### ABOUT THIS TASK
Output exactly the lines from the one with "TARGET: ladybug antenna" through the last line of the data below, both included, and nothing more.

'''

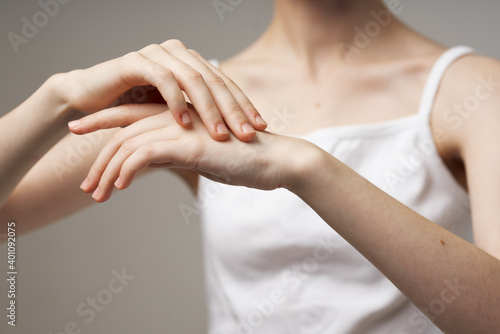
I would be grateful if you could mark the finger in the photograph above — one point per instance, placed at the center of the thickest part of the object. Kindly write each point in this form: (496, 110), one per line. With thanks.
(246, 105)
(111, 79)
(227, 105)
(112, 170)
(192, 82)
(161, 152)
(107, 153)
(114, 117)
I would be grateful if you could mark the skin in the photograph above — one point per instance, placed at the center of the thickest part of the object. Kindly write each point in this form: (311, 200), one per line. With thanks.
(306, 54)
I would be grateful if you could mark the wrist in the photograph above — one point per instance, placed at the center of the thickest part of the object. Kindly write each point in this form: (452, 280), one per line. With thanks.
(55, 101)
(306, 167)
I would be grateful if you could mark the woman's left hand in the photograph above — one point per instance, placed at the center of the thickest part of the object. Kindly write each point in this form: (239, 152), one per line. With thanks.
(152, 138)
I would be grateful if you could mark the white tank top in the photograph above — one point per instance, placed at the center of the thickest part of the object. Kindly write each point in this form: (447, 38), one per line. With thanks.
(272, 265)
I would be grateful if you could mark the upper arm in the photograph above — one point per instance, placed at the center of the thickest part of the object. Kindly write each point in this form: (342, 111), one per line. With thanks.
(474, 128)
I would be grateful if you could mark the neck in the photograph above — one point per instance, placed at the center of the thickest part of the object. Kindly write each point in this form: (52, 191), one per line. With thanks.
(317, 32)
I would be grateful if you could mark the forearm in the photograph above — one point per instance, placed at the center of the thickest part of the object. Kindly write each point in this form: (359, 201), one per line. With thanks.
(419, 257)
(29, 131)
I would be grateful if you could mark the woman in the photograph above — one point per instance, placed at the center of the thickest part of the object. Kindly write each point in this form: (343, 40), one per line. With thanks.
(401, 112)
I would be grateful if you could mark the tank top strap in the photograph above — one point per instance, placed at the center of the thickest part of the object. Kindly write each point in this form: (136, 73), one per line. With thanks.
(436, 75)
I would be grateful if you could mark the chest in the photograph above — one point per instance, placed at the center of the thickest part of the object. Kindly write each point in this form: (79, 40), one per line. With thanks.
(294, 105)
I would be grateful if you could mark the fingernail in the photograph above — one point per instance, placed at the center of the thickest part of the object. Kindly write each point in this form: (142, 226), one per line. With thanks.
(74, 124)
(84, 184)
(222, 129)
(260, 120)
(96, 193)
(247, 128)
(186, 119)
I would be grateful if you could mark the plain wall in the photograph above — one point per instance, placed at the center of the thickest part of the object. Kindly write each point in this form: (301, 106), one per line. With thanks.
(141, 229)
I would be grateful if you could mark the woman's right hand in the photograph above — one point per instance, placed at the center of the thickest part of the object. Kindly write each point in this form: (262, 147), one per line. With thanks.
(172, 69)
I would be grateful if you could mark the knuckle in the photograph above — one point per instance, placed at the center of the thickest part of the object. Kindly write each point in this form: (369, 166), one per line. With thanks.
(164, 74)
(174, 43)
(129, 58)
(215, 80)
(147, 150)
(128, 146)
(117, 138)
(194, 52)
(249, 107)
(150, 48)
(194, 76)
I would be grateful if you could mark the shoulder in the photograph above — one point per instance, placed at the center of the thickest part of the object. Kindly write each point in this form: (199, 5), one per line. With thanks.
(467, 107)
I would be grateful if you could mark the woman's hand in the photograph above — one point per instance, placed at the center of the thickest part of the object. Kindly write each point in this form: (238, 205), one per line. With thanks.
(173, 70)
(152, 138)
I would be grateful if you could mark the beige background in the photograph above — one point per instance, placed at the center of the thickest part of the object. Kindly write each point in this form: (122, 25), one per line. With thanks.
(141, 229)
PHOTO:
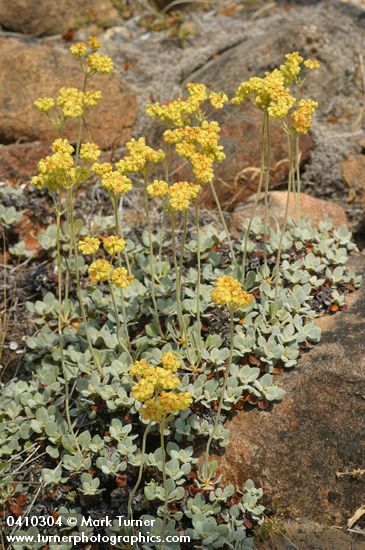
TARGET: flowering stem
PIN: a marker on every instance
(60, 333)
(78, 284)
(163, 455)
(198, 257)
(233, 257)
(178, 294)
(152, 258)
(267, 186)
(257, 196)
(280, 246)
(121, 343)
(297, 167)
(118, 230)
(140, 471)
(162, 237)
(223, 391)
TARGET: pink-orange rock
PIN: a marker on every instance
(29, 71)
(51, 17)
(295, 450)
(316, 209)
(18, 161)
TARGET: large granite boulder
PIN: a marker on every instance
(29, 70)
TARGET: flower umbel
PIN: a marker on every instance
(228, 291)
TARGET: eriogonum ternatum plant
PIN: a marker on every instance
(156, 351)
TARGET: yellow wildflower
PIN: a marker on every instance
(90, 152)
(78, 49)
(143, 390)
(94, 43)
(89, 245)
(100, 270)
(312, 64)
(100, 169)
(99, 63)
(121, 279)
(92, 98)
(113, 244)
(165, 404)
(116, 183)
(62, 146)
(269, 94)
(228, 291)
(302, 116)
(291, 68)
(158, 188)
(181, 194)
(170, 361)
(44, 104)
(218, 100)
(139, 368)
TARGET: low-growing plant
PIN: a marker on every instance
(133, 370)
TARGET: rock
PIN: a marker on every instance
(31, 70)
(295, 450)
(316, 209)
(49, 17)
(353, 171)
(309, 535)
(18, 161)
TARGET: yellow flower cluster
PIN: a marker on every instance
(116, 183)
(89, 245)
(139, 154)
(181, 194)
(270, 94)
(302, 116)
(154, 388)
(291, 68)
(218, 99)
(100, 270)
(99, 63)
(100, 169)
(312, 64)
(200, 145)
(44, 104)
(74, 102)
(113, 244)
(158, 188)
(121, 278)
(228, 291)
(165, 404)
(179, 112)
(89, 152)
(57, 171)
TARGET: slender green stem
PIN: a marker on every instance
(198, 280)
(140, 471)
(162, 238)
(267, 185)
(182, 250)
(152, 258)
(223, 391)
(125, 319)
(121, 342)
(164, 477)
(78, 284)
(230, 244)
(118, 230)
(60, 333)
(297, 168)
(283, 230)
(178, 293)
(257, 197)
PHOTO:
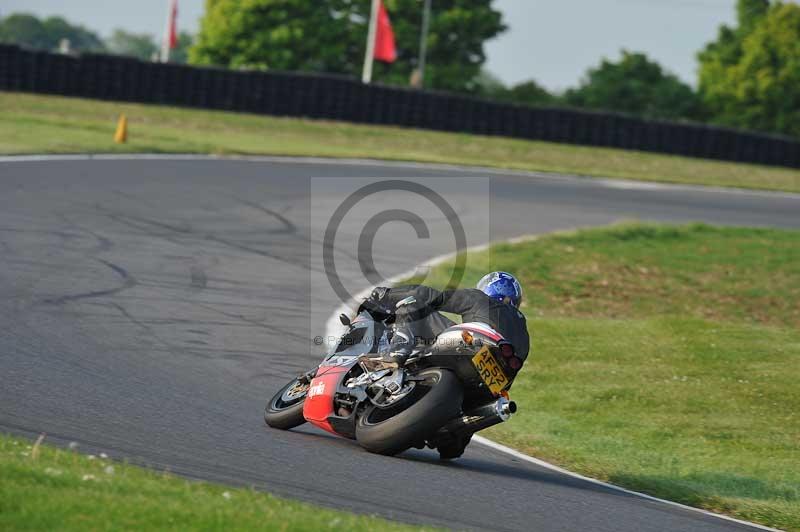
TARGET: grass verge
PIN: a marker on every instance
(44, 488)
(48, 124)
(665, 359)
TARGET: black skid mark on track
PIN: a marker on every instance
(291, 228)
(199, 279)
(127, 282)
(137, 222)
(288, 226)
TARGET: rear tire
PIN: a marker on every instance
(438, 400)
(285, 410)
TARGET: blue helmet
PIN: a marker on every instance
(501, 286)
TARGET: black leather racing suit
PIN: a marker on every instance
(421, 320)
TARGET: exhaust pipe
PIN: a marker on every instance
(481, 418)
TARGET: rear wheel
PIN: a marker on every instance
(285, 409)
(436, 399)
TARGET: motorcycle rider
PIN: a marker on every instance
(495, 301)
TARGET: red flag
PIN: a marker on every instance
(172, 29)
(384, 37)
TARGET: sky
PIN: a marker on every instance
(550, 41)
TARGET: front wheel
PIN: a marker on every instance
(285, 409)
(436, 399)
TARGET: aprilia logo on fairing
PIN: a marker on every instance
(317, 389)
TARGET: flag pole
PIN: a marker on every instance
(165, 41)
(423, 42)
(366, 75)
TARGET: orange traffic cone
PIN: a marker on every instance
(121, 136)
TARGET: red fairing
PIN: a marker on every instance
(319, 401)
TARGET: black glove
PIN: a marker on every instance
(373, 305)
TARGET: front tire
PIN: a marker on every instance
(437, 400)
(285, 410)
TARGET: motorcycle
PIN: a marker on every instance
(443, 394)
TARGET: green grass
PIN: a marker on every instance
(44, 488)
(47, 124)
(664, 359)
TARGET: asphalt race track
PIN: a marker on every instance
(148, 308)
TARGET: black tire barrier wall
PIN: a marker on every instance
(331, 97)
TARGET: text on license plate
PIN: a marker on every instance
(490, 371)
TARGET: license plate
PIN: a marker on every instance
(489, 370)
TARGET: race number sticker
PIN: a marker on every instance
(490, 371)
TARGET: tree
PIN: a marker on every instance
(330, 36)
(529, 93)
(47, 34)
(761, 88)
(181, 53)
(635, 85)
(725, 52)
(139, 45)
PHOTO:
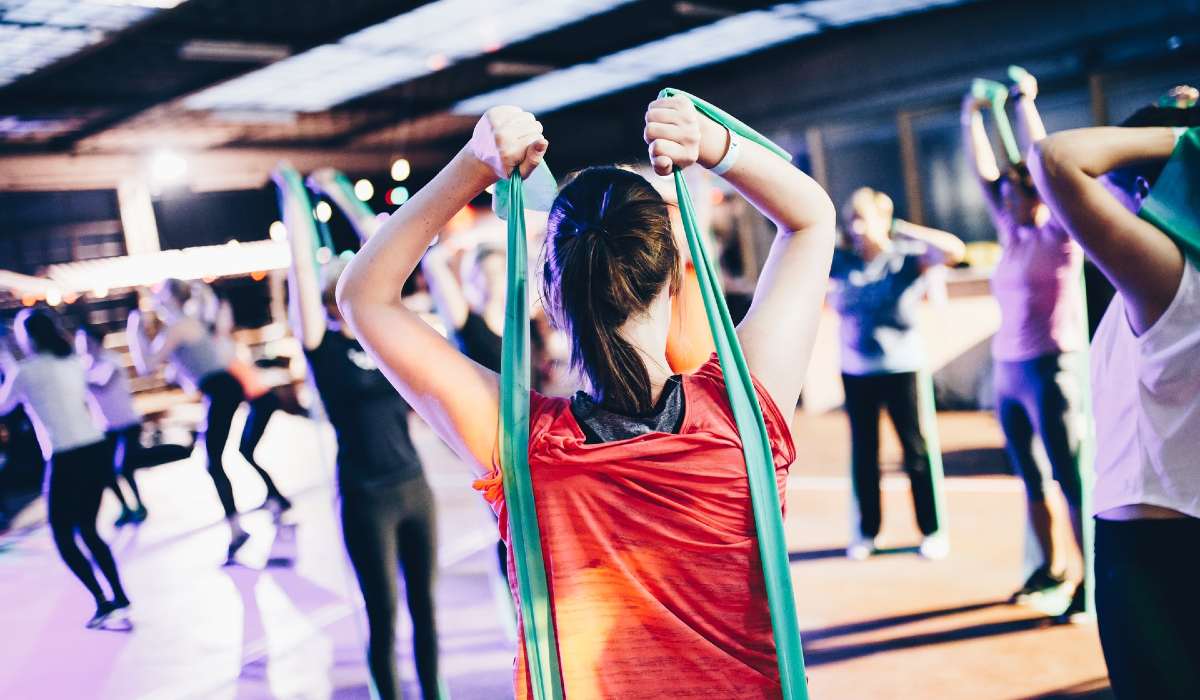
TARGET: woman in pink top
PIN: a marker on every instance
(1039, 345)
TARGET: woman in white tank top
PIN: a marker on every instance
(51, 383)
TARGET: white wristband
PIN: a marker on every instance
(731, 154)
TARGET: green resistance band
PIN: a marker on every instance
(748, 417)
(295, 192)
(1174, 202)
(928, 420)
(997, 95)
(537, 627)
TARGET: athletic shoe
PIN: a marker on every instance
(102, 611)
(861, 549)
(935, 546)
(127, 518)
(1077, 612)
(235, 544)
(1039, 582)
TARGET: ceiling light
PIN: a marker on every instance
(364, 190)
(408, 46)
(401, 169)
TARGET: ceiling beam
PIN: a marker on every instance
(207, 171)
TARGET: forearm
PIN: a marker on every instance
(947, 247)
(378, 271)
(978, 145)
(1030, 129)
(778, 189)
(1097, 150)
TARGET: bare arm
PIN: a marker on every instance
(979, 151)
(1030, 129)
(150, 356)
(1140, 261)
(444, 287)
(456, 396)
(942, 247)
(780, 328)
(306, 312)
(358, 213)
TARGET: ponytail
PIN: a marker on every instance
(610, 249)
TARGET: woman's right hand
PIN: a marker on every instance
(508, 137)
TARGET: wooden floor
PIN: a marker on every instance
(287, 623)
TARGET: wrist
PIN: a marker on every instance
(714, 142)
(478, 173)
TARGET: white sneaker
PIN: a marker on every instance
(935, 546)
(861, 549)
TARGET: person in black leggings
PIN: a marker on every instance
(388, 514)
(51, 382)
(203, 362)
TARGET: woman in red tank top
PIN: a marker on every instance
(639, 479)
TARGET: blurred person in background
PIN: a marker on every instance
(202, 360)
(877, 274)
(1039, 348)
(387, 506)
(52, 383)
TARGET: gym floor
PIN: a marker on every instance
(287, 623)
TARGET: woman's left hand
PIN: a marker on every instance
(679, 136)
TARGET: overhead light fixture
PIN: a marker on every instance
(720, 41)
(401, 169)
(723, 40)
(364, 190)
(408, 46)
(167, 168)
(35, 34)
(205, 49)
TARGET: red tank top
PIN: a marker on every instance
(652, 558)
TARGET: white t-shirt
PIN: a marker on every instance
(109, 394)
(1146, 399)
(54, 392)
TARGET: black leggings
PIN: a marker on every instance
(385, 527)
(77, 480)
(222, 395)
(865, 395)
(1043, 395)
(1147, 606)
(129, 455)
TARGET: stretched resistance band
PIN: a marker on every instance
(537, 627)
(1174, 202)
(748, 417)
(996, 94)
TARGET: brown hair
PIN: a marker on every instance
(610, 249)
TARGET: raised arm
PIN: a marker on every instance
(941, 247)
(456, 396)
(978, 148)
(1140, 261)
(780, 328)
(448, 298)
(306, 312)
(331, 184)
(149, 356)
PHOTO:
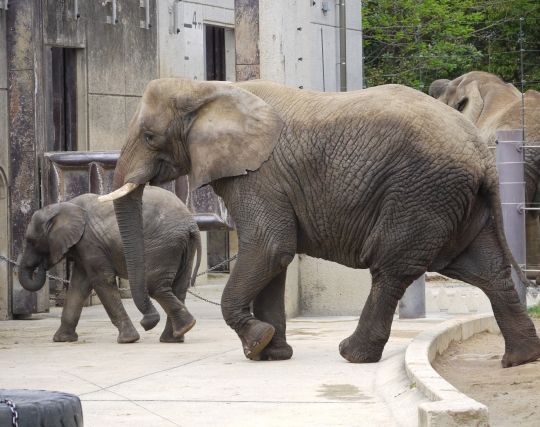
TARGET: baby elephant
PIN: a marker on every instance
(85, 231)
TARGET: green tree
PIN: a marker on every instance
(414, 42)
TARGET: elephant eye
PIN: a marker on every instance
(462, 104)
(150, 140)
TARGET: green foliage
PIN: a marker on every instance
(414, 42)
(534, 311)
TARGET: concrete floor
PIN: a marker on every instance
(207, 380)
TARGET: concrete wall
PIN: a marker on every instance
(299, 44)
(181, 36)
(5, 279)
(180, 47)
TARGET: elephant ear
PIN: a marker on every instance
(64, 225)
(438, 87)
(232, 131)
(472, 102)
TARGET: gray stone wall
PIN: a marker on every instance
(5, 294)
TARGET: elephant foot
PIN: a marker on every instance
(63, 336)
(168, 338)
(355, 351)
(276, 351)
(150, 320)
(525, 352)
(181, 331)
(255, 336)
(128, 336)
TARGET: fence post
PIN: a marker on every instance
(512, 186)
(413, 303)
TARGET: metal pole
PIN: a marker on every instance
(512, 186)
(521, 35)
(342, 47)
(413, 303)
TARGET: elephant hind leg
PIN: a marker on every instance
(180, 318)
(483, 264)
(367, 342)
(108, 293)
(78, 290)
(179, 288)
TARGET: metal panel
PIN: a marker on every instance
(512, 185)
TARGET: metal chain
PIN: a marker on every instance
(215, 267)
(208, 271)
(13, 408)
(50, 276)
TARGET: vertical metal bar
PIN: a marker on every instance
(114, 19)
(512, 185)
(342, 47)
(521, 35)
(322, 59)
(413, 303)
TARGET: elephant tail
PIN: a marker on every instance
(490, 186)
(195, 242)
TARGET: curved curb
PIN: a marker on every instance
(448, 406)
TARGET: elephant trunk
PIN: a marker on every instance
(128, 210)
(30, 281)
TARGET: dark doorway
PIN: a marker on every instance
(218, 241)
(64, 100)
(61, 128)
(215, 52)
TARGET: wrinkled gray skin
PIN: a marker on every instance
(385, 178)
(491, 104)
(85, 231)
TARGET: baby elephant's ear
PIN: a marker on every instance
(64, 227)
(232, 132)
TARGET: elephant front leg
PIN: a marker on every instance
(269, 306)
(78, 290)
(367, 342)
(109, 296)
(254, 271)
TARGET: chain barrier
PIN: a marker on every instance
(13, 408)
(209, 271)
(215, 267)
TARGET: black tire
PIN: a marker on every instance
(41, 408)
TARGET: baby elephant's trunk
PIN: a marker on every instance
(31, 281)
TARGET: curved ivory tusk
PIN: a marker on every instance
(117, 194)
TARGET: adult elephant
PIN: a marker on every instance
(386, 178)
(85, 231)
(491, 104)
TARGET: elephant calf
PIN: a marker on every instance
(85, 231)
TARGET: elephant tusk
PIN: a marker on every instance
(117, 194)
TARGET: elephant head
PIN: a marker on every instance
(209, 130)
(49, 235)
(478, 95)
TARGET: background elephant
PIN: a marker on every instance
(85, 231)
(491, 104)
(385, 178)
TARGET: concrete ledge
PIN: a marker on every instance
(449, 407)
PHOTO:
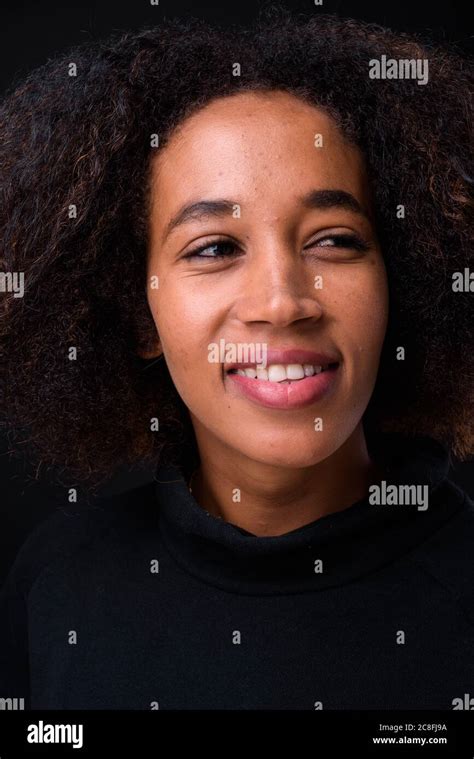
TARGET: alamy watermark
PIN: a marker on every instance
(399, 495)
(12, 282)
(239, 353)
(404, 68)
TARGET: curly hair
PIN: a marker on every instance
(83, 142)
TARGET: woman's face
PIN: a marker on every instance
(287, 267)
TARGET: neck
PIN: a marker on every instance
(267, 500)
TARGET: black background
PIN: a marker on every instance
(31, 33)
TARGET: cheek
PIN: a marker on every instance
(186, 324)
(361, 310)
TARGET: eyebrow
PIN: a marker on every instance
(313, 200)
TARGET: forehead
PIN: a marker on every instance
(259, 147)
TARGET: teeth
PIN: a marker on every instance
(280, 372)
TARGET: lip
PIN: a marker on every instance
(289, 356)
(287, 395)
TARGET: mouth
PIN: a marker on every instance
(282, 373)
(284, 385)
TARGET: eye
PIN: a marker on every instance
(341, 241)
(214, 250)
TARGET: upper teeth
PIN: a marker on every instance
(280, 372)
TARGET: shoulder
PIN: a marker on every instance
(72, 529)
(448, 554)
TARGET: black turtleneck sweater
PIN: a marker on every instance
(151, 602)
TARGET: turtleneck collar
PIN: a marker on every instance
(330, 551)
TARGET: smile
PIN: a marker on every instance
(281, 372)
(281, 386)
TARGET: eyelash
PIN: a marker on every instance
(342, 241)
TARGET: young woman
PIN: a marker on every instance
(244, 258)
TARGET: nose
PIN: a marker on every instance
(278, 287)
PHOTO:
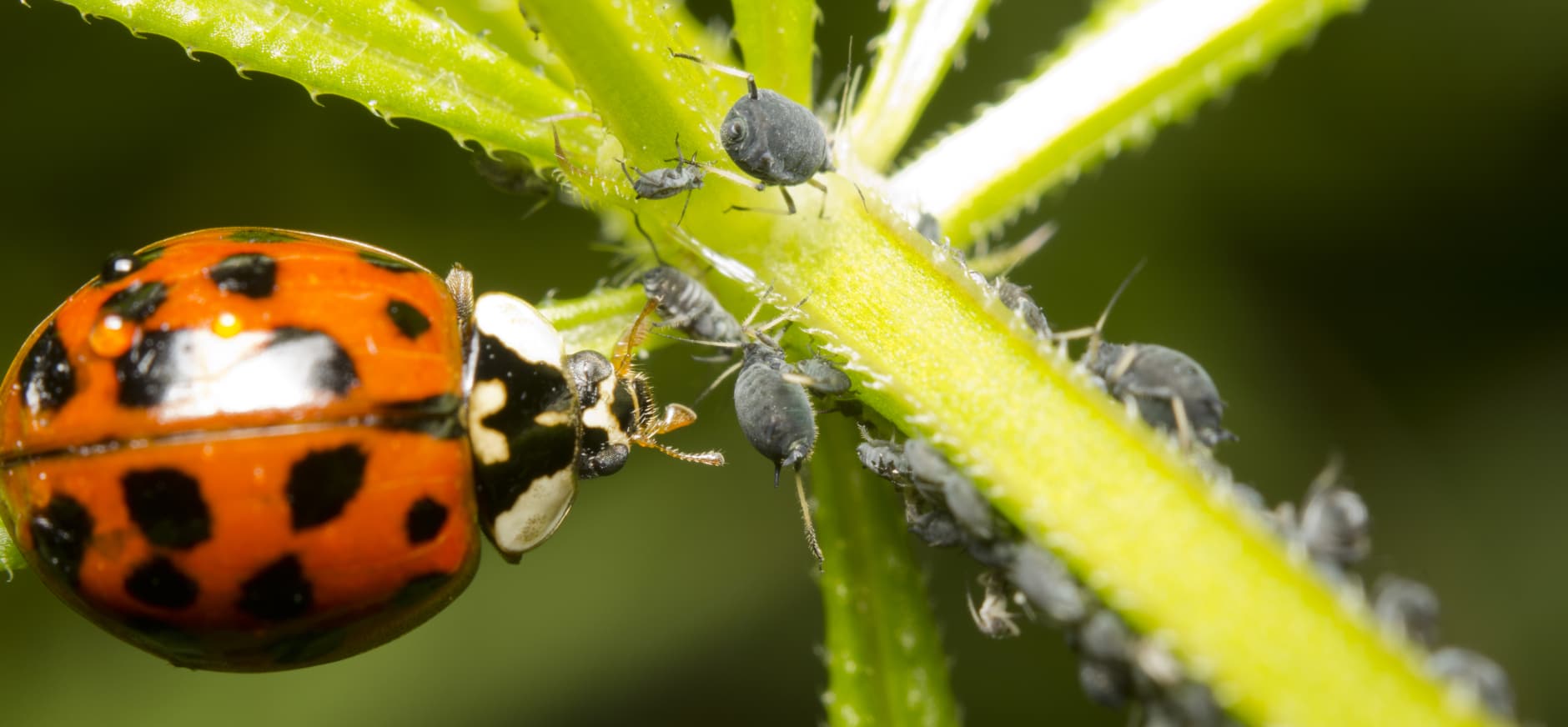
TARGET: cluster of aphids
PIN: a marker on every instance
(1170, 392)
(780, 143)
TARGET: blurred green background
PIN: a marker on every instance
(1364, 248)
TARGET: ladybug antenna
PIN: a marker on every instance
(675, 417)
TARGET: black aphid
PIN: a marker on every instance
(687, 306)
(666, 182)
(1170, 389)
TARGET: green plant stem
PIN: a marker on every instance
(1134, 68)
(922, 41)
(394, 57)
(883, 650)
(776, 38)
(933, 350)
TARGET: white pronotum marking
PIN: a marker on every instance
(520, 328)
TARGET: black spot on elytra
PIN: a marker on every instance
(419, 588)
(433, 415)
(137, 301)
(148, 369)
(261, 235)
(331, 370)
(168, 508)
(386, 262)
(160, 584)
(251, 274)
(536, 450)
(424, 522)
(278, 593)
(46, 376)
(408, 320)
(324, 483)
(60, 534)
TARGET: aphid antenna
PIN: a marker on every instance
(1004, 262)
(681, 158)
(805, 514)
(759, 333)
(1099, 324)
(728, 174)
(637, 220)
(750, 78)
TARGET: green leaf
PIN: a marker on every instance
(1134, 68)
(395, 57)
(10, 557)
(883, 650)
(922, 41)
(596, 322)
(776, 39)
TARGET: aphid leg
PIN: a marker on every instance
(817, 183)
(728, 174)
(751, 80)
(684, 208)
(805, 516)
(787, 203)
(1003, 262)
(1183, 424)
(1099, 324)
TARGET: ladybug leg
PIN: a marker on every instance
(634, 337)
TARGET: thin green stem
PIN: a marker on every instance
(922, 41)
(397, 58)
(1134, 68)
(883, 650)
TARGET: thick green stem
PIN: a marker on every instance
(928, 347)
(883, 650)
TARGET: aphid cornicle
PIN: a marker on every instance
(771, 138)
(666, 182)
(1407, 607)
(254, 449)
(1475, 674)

'''

### RESULT BELOW
TARGET: ladybug antenna
PIN: a marker on every instance
(675, 417)
TARGET: black aphid
PIN: a marker on every instance
(687, 306)
(666, 182)
(1170, 389)
TARGET: green plant stem
PIN: a marker on every instance
(1134, 68)
(922, 41)
(394, 57)
(883, 650)
(776, 38)
(933, 350)
TARGET: white pronotum marking
PIN: a marker on every instance
(520, 328)
TARGET: black spot on elytra
PIN: a marker on every instance
(419, 588)
(433, 415)
(137, 301)
(148, 369)
(261, 235)
(331, 370)
(168, 508)
(386, 262)
(160, 584)
(251, 274)
(536, 450)
(424, 522)
(278, 593)
(46, 376)
(408, 320)
(324, 483)
(60, 534)
TARGET: aphid antenna
PIN: a marker on every instance
(1004, 262)
(681, 158)
(805, 514)
(759, 333)
(1099, 324)
(728, 174)
(637, 220)
(750, 78)
TARGET: green leaf
PIN: a marker on every instance
(1134, 68)
(395, 57)
(10, 557)
(883, 650)
(922, 41)
(596, 322)
(776, 39)
TARGET: aphid leg
PIN: a marker on every instance
(817, 183)
(728, 174)
(751, 80)
(684, 208)
(805, 516)
(787, 203)
(1003, 262)
(1183, 424)
(1099, 324)
TARGET: ladybug leg
PIN: a marker on every instance
(634, 337)
TARGET: thin green stem
PIN: a marker on every instance
(922, 41)
(397, 58)
(1134, 68)
(883, 650)
TARGET: thick green stem
PIN: a marker on every instance
(928, 347)
(883, 650)
TARGET: aphid cornicle
PIN: a marker on every instance
(771, 138)
(666, 182)
(1407, 607)
(254, 449)
(1475, 674)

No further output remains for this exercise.